▸ Goal
Retype the data exactly, everything from the line containing "e.g. [(32, 52)]" down to the end of the data.

▸ Provided material
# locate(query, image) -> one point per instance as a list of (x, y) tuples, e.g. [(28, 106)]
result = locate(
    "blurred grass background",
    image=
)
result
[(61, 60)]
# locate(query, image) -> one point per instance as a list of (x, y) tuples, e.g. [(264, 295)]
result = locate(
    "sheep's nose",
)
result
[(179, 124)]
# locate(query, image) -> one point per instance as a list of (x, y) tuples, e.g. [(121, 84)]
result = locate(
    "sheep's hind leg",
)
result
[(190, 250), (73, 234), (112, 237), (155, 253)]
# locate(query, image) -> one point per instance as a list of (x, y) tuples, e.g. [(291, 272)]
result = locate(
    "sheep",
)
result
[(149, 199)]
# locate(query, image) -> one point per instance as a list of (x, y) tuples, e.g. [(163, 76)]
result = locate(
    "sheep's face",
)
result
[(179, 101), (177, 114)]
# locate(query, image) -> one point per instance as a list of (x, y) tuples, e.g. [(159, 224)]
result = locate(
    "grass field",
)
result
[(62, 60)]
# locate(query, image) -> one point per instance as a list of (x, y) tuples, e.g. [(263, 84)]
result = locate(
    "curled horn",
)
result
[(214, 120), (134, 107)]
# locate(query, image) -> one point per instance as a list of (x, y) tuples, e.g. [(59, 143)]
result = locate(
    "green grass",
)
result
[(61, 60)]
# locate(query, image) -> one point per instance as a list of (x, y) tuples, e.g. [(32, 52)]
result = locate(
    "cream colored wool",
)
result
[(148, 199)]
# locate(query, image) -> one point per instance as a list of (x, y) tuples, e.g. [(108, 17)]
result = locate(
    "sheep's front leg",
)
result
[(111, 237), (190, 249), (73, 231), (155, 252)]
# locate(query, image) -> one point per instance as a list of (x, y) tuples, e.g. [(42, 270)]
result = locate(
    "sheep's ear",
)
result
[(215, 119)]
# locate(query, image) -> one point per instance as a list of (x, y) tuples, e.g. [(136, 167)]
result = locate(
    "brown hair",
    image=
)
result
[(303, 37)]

▸ Output for this task
# locate(query, image) -> one point per instance as a list of (x, y) tuples, e.g. [(32, 52)]
result = locate(
    "cream colored wool",
)
result
[(148, 199)]
# locate(query, image) -> one point per instance as a list of (x, y) tuples, e.g. [(108, 17)]
result = locate(
    "sheep's front leg",
)
result
[(111, 237), (190, 249), (73, 231), (155, 252)]
# locate(query, image) -> one point per instance as a list of (x, y) tuples, e.g. [(42, 270)]
result = locate(
    "sheep's ear",
)
result
[(215, 119)]
# locate(query, image) -> one point per instance as a list of (x, y) tuples, e.g. [(136, 167)]
result = locate(
    "brown hair",
    image=
)
result
[(303, 37)]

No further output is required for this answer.